:: Exercise input ::

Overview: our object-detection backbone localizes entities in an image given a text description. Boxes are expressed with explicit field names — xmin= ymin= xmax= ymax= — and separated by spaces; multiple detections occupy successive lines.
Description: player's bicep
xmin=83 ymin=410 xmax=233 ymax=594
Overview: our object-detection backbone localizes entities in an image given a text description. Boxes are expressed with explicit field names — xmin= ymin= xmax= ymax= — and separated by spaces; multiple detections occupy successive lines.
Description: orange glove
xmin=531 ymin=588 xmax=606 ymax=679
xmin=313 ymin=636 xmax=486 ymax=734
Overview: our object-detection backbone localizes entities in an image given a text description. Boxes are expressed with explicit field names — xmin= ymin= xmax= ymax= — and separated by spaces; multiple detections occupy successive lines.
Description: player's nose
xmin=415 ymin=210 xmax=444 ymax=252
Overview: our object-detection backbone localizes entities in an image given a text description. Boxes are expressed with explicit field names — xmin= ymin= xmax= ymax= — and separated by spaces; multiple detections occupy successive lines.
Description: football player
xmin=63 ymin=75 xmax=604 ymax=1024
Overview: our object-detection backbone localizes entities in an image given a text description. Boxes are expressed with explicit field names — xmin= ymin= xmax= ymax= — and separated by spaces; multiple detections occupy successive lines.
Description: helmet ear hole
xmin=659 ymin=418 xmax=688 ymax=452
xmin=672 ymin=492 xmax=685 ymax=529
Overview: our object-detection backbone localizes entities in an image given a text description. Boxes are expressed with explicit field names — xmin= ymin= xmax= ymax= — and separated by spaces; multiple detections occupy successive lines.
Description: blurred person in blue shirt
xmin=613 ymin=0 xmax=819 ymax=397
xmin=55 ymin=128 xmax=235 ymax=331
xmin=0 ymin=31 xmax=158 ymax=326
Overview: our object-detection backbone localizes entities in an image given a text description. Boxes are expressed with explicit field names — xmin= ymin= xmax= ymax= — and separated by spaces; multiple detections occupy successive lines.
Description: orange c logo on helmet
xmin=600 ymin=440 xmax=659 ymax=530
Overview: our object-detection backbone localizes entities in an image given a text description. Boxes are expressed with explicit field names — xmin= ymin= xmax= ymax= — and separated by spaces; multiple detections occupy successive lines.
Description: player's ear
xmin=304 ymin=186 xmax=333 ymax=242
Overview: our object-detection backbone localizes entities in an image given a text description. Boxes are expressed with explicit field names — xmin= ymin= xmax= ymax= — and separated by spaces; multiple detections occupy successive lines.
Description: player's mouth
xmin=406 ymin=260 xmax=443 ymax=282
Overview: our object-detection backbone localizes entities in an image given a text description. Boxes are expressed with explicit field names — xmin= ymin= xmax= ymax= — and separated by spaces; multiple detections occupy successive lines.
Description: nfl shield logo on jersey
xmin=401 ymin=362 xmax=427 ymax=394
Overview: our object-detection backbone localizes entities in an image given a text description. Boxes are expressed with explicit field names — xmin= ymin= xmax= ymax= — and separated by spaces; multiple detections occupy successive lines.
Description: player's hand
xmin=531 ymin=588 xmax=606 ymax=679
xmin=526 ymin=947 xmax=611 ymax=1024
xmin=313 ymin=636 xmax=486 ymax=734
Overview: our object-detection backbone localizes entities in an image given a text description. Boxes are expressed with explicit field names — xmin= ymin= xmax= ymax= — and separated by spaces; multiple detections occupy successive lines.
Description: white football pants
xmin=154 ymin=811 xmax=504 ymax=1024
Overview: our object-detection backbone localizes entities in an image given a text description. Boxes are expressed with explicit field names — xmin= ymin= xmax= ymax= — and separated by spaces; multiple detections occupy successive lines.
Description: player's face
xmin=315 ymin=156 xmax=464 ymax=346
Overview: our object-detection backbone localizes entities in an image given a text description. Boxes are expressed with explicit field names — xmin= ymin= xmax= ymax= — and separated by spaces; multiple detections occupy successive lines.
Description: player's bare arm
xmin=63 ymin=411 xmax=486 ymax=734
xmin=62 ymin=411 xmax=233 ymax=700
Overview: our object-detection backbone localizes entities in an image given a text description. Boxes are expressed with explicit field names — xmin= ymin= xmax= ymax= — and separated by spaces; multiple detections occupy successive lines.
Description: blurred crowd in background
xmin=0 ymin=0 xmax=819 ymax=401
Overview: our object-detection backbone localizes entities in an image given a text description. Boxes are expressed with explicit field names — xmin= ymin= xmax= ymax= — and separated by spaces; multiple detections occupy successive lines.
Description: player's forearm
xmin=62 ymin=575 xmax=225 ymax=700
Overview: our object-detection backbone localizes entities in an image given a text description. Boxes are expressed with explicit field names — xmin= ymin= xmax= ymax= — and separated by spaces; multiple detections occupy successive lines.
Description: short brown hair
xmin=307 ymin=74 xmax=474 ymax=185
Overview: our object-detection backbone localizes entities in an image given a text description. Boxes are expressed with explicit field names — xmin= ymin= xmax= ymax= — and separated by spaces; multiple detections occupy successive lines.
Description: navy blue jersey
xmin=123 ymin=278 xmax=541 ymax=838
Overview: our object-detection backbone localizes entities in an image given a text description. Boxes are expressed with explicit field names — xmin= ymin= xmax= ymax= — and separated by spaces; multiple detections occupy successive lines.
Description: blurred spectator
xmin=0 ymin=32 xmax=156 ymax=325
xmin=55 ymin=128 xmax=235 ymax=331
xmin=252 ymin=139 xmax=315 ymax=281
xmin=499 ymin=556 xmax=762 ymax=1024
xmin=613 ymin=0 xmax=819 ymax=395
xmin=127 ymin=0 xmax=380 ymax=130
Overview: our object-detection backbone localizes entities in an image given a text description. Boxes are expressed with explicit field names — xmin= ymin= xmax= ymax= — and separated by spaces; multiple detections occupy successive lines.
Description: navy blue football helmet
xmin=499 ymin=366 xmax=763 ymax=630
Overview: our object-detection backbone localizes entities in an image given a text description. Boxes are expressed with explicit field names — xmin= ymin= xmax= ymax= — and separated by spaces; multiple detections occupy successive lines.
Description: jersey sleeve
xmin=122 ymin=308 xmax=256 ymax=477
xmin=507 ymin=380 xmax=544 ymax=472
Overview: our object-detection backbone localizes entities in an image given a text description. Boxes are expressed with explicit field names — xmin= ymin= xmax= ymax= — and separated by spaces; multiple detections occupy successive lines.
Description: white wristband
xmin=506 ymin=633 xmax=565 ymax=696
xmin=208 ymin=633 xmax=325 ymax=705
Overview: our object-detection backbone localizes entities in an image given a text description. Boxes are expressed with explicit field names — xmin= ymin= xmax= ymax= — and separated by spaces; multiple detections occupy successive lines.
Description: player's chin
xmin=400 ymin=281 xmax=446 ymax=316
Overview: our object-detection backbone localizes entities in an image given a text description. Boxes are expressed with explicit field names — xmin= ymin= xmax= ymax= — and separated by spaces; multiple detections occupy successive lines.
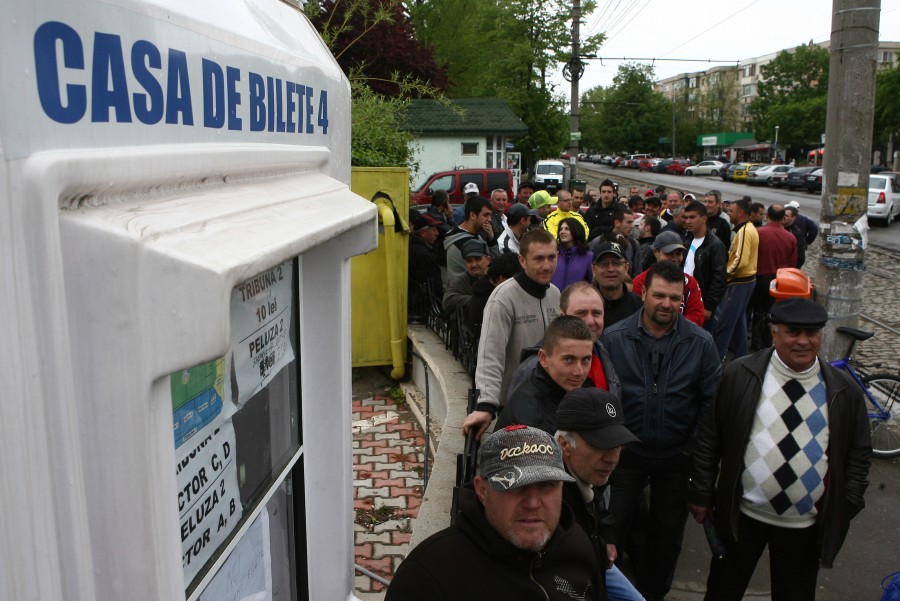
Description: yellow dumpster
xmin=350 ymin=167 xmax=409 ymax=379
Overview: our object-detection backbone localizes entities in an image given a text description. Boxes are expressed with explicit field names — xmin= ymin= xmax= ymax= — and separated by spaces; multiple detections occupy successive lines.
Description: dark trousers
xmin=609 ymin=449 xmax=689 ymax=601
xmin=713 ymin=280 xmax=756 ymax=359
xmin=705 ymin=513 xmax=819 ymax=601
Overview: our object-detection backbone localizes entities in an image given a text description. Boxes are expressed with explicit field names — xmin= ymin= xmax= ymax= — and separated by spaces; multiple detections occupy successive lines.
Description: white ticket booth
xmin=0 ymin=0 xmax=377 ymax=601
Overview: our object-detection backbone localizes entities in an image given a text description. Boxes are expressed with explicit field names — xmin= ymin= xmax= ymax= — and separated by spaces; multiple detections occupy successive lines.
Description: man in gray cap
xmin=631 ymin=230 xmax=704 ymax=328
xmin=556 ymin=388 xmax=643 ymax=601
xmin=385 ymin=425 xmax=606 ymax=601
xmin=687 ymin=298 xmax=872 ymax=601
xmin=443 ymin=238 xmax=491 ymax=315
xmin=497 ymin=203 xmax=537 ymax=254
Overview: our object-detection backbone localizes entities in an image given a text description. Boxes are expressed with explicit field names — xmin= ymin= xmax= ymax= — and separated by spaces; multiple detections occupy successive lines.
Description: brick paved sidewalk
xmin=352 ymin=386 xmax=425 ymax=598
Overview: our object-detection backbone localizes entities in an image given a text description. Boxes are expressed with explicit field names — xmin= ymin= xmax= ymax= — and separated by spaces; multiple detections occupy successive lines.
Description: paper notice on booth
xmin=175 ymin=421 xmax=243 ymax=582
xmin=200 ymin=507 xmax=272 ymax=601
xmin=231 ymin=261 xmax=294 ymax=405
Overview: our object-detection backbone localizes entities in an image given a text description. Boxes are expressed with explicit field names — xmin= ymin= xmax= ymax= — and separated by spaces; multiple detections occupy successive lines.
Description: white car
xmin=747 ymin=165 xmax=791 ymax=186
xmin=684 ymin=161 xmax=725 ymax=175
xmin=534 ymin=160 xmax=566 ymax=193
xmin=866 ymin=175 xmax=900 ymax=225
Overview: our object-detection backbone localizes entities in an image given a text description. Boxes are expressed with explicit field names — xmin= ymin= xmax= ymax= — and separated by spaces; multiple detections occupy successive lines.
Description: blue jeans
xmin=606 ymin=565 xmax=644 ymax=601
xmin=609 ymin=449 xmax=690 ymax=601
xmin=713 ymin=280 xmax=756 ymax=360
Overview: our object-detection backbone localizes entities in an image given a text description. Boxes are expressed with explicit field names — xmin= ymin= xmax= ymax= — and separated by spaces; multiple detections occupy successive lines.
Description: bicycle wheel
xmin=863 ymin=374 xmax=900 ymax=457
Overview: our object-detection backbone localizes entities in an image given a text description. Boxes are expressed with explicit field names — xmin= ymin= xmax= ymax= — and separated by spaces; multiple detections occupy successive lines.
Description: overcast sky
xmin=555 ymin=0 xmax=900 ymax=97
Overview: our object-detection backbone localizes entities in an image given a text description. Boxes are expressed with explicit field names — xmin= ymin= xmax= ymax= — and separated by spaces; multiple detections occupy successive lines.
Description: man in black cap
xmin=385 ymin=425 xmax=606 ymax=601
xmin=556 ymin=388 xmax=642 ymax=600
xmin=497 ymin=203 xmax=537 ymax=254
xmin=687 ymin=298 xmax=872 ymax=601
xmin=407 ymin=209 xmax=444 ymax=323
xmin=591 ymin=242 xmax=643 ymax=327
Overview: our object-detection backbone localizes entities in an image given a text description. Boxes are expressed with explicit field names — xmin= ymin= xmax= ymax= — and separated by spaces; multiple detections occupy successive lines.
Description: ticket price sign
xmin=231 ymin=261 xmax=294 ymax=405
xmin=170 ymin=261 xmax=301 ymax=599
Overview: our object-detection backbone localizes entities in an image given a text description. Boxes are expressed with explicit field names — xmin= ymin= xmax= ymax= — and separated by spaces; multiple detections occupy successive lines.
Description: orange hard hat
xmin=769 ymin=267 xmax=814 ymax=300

:::

Express the records from the start through the line containing "xmin=83 ymin=410 xmax=233 ymax=594" as a numbered list, including both ends and leaving out blank lines.

1. Overview: our object-detection backbone localizes entities in an image given a text description. Boxes are expressed with explicit field names — xmin= ymin= xmax= ymax= — and separated by spaces; multiple detections occupy successive lines.
2. Description: player's bicep
3. xmin=83 ymin=410 xmax=233 ymax=594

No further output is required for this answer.